(Entries pointing to labeled objects)
——

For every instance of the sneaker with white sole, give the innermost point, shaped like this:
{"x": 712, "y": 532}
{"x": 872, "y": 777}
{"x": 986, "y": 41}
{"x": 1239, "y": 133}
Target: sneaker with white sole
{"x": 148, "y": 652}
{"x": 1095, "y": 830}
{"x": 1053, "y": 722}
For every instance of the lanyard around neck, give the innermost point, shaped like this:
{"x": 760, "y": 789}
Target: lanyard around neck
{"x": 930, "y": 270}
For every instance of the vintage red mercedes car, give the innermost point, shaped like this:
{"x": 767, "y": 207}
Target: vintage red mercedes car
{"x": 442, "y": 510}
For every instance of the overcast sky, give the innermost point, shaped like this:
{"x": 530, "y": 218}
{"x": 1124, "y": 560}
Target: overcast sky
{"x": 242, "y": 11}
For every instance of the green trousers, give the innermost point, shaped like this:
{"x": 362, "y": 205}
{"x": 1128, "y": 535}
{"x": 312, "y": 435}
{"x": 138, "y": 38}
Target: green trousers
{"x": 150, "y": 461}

——

- Problem details
Please copy every line of the data above, multiplying each x and y coordinate in the answer points by 2.05 and rounding to a whole number, with halves rounded up. Leave all other lines unchanged, including the sample coordinates that come before each answer.

- Output below
For every instance of the sneaker with white sole, give the innermost point, shaped like this:
{"x": 712, "y": 532}
{"x": 872, "y": 777}
{"x": 986, "y": 41}
{"x": 1239, "y": 133}
Target: sneaker with white sole
{"x": 303, "y": 1337}
{"x": 2245, "y": 1702}
{"x": 2159, "y": 1480}
For every instance of the lanyard around neck, give the innermost point, shaped like this:
{"x": 760, "y": 789}
Target: lanyard around neck
{"x": 1907, "y": 554}
For every instance of the vintage red mercedes car, give the innermost point, shaped like this:
{"x": 767, "y": 207}
Target: vintage red mercedes car
{"x": 906, "y": 1046}
For every instance of the overcast sky, give the innermost point, shaped like this:
{"x": 530, "y": 218}
{"x": 1124, "y": 560}
Target: overcast sky
{"x": 496, "y": 23}
For every instance of the green trousers, give the innermost point, shaped like this:
{"x": 362, "y": 205}
{"x": 1128, "y": 535}
{"x": 312, "y": 435}
{"x": 138, "y": 38}
Target: green trousers
{"x": 308, "y": 945}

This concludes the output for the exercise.